>> start

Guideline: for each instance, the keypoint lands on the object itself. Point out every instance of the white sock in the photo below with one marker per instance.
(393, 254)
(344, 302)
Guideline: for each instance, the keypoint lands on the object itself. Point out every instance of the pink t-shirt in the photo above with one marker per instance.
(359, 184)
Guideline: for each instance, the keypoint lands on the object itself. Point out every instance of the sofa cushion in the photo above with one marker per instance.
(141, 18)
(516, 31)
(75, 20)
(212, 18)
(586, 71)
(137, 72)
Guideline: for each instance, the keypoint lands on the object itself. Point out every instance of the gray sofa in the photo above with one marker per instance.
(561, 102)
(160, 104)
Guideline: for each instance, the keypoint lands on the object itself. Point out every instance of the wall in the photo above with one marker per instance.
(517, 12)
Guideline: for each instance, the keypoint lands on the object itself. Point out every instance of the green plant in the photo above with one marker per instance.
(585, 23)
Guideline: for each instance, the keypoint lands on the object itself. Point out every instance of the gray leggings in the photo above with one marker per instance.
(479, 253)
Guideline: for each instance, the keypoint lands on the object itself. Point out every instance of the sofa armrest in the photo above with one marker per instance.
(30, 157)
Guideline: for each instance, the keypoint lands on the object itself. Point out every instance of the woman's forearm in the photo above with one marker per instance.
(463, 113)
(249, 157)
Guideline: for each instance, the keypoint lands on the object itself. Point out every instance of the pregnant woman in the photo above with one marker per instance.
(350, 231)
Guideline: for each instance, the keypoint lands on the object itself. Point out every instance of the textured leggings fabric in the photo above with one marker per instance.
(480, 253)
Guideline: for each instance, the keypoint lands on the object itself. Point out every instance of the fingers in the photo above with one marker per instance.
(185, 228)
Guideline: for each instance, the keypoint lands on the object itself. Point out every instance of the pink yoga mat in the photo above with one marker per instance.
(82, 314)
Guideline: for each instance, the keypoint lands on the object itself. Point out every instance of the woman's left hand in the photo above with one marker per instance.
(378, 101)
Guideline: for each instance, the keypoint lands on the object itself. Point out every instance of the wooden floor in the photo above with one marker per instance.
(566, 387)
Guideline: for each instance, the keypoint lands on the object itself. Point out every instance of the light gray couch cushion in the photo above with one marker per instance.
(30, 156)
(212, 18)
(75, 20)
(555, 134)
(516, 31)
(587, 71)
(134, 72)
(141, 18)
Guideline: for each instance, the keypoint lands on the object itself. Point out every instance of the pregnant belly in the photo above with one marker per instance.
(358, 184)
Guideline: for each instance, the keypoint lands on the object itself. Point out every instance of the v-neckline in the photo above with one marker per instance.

>> end
>> start

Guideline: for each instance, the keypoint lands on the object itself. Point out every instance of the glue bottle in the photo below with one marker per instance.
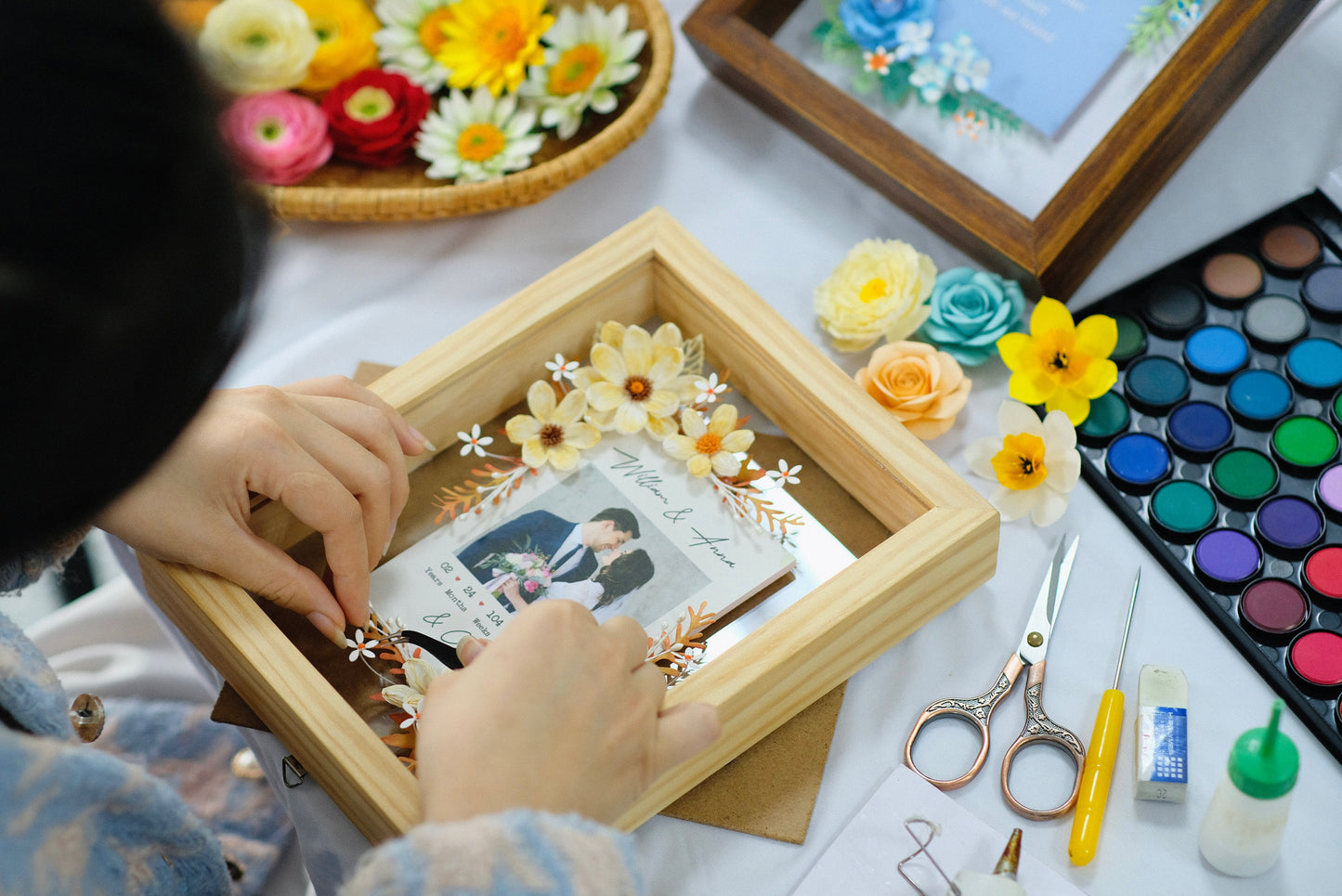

>> end

YOUR INSTRUCTIONS —
Output the rows as a numbered list, starting at the line with "of the fingers" and continuing up to and including the line with "of the v-neckline", with any blank lines omitted.

EXERCISE SOLUTION —
1. Guideline: for each instance, the keypoint lands on the object itself. Point out every instance of the fingers in the photo above with one marker per instance.
2. (185, 228)
3. Guideline: for each instance, the keypoint lands on the object itself. Point out every instance of the pink yoga mat in the photo above with one marker per instance.
4. (82, 314)
5. Guideline: for each instance, the keypoint lands on the object itself. Point out every instance of the woman's left hand in the photo above with one marker per instance.
6. (378, 101)
7. Guideline: for each instance, the keypoint lands on the object itself. Point out every instance of the wooden floor in the photo above with one marker per instance.
8. (566, 387)
9. Guideline: for each instance, the keypoint lands on the object itself. Point out every instance of the light gray couch cushion in the photo above with one marker per instance.
10. (30, 156)
11. (212, 18)
12. (75, 20)
13. (555, 134)
14. (516, 31)
15. (587, 71)
16. (134, 72)
17. (141, 18)
18. Guideline: for each instance, the keypoint lands on the object itself. Point out every instance of the pregnant belly in the photo above with one marker per instance.
19. (358, 184)
20. Guideline: for each instance, the keypoint lands on the object itself. Point out every instance of the v-neckline in the photo above with one marker per instance.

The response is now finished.